Exercise details ::
Rewrite the data below, swapping "drill" for "exercise" and keeping everything else the same. Leave out the pictures.

# Start of Data rows

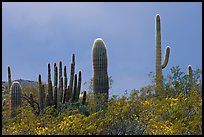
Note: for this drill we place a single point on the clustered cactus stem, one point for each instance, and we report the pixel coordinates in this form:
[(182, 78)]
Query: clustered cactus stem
[(75, 89), (71, 80), (9, 78), (79, 86), (16, 97), (100, 74), (190, 76), (84, 98), (41, 93), (159, 66)]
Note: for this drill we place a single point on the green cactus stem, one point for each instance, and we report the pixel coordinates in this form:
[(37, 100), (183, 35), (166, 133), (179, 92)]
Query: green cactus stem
[(16, 97), (65, 84), (55, 97), (84, 98), (49, 99), (49, 70), (159, 66), (71, 80), (9, 78), (75, 89), (68, 94), (41, 93), (79, 87), (190, 77), (100, 74), (60, 89)]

# End of Data rows

Response ::
Note: for this exercise we place a single point on the clustered cactus stem, one point for each instance, and we report the pixel coordinates in this form:
[(182, 78)]
Query: clustered cactus stem
[(75, 89), (71, 80), (9, 78), (79, 86), (16, 97), (100, 74), (190, 76), (84, 98), (41, 93), (159, 66)]
Note: for this exercise we place a single point on the green cactus stem, one point for each instance, and we report the pixel coordinates in this form:
[(37, 100), (183, 35), (166, 133), (179, 92)]
Query: green cactus stem
[(16, 97), (65, 84), (55, 97), (84, 98), (49, 99), (49, 70), (159, 66), (71, 80), (9, 78), (75, 89), (68, 94), (41, 93), (79, 87), (190, 77), (100, 74), (60, 89)]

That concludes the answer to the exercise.